Text passage:
------------------------------------------------------------

There are numerous traffic lights on South Street, so there was a constant stop and go. One lady slammed on her brakes for a red light smack in the middle of the crosswalk, so I had to steer around her rear fender. After making it across the major intersection by Kapiolani Boulevard, you can connect to the King Street bike lane. Pedaling along King Street requires vigilance, as cars are constantly popping out of garages on your left.
Once docked at Stop 401 at Thomas Square across from the Honolulu Museum of Art, I was surprised that my ride took only 10 minutes.
>> Bottom line: The Biki app still has a few kinks to work out. It didn’t provide a real-time count of minutes used (a recent update fixed that issue). A Biki pass arrived promptly in the mail three days after I signed up. After activating it, users can swipe the pass directly at the dock without needing a code. Biki won’t replace my commute from Kailua, for obvious reasons, or solve the parking woes in increasingly congested Kakaako. However, if I wanted to check out an exhibit at the museum or interview someone at Ala Moana Center, I would definitely consider hopping on a Biki to get there. I had fun.
>> From: Monsarrat Avenue
>> To: Kakaako
>> Distance: 5 miles
>> Duration: 35 minutes
>> Comments: I used to ride my bike to work sometimes but quit after too many close calls with cars and mopeds that powered through red lights. Apart from that, I missed pedaling and was happy to try my commute on a Biki bike. Any comparison would be incomplete, however, as there are no Biki stations near my neighborhood at the eastern tip of Kapiolani Park.

------------------------------------------------------------

Supplied entries:

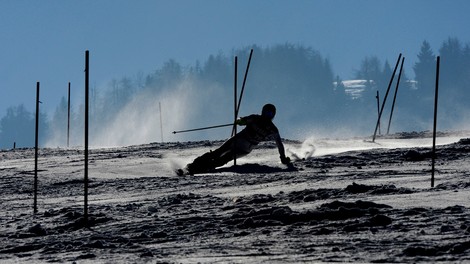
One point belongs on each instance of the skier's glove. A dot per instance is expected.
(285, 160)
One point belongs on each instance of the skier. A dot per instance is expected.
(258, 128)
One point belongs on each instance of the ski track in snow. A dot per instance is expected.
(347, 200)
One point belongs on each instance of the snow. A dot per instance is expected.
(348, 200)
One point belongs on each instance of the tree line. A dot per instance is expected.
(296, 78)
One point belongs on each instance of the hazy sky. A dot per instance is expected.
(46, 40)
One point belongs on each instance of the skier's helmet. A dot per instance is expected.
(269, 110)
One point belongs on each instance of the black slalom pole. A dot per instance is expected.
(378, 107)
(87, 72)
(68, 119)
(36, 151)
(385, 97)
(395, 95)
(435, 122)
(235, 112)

------------------------------------------------------------

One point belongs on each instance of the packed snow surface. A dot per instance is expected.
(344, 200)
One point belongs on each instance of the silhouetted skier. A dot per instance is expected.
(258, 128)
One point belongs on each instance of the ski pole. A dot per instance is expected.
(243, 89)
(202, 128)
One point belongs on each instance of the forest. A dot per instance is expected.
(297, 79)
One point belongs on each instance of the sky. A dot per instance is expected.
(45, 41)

------------------------------------------------------------

Required work:
1/ Sum up the Biki bike-share text in three sentences.
2/ According to the Biki bike-share text, how long after signing up did the Biki pass arrive in the mail?

Answers to the tasks:
1/ A rider describes stop-and-go traffic on South Street and watching for cars leaving garages along the King Street bike lane, then docking at Stop 401 at Thomas Square after a ride of only 10 minutes. The bottom line is that the Biki app still has a few kinks, and Biki won't replace a commute from Kailua, but the writer would consider it for trips like a museum exhibit or Ala Moana Center and had fun. A separate entry for a 5-mile, 35-minute trip from Monsarrat Avenue to Kakaako notes that there are no Biki stations near that rider's neighborhood at the eastern tip of Kapiolani Park.

2/ Three days.